- [AIM] Write out every entry below word for word, leaving out the pictures.

┄┄┄┄┄┄┄┄┄┄┄┄┄┄┄┄┄┄┄┄

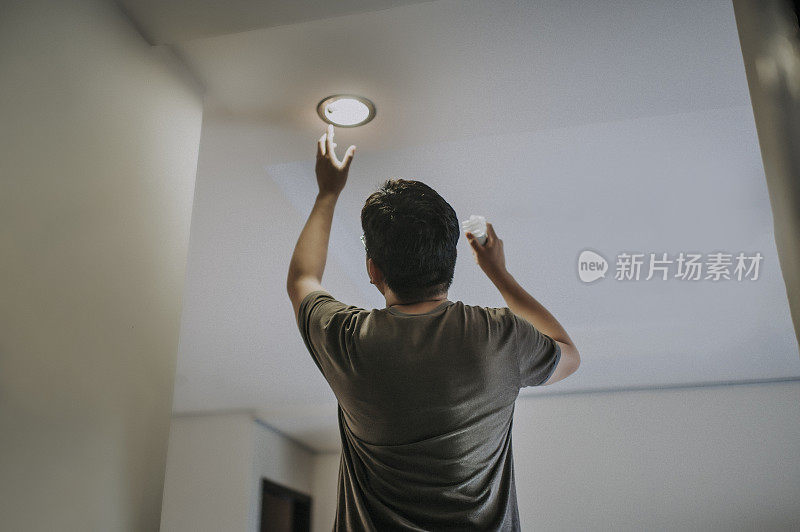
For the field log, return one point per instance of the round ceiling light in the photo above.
(346, 110)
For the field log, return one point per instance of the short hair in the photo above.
(411, 234)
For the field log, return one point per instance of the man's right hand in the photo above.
(489, 256)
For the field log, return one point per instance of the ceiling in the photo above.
(613, 126)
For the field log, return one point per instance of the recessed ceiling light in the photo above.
(346, 110)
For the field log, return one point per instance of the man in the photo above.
(426, 387)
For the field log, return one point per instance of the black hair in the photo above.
(411, 234)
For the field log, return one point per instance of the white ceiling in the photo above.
(616, 126)
(171, 21)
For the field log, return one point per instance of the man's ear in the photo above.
(375, 274)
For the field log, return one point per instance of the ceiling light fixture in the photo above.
(346, 110)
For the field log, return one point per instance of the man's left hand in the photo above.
(331, 173)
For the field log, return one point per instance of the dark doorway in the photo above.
(284, 509)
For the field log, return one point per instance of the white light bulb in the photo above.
(346, 112)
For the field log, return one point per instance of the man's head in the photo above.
(411, 234)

┄┄┄┄┄┄┄┄┄┄┄┄┄┄┄┄┄┄┄┄

- [EXERCISE SOLUTION]
For the field log, return one point per instance of the round ceiling light in the photo above.
(346, 110)
For the field log, return one point per instance of the short hair in the photo above.
(411, 234)
For the field log, return one point per instance of the man's right hand in the photo above.
(489, 256)
For the field log, return one point per instance of the ceiling in the photo above.
(613, 126)
For the field log, return one point per instance of the recessed ceiling light in the photo above.
(346, 110)
For the field log, return one point per instance of the man in the photo above.
(426, 387)
For the field log, return one point per instance of the black hair in the photo above.
(411, 234)
For the field log, return one point per instance of the white ceiling in the photo above.
(616, 126)
(171, 21)
For the field log, return one point per instance of the man's ear in the photo above.
(375, 274)
For the field log, return one point per instance of the ceiling light fixture in the photo above.
(346, 110)
For the field log, return one point per instance of the man's left hand in the photo above.
(331, 173)
For the field log, return one point per instance of the dark doorway in the photo above.
(284, 509)
For the field log, return one point per instance of the white light bulb in the photo above.
(346, 112)
For the field log, return one point per instance of the man's head in the photo above.
(411, 234)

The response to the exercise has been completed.